● Task objective
Among the entries, find the lines with the string "integer" and copy them.

Stored items
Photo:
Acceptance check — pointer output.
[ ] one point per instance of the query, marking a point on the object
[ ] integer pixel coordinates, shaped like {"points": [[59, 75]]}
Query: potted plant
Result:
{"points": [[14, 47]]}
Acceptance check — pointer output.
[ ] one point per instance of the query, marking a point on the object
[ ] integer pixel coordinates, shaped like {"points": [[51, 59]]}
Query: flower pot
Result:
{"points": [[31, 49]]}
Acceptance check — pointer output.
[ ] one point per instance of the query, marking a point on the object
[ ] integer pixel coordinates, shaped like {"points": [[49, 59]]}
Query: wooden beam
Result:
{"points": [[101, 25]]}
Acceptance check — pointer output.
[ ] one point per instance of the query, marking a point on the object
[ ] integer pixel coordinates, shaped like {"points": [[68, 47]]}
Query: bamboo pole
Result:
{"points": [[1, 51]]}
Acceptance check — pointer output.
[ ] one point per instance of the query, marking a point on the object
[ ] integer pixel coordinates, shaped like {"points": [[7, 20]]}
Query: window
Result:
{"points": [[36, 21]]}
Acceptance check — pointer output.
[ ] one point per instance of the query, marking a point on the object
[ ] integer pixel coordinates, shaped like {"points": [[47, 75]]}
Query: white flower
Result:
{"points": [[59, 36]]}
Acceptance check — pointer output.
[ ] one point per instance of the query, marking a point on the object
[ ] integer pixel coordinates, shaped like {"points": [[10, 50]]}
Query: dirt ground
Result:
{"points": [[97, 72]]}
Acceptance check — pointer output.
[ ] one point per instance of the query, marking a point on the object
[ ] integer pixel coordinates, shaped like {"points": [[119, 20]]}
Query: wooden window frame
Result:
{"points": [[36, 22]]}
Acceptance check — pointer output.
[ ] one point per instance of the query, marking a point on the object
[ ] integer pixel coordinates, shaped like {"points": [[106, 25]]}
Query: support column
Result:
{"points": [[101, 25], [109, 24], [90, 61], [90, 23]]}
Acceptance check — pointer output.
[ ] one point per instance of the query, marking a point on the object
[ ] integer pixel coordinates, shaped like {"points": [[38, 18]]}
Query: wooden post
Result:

● Written answer
[ ] integer pixel coordinates, shaped like {"points": [[59, 75]]}
[ ] integer pixel coordinates, shaped like {"points": [[51, 59]]}
[ ] integer pixel coordinates, shaped like {"points": [[49, 59]]}
[ ] integer pixel coordinates, shaped like {"points": [[68, 47]]}
[ ] integer pixel coordinates, shaped like {"points": [[7, 20]]}
[ ] integer pixel coordinates, shaped like {"points": [[47, 75]]}
[ ] integer pixel coordinates, shaped like {"points": [[10, 50]]}
[ ] integer pixel coordinates, shaped like {"points": [[119, 20]]}
[ ] integer pixel coordinates, shaped like {"points": [[106, 25]]}
[ ] integer pixel coordinates, shaped like {"points": [[38, 18]]}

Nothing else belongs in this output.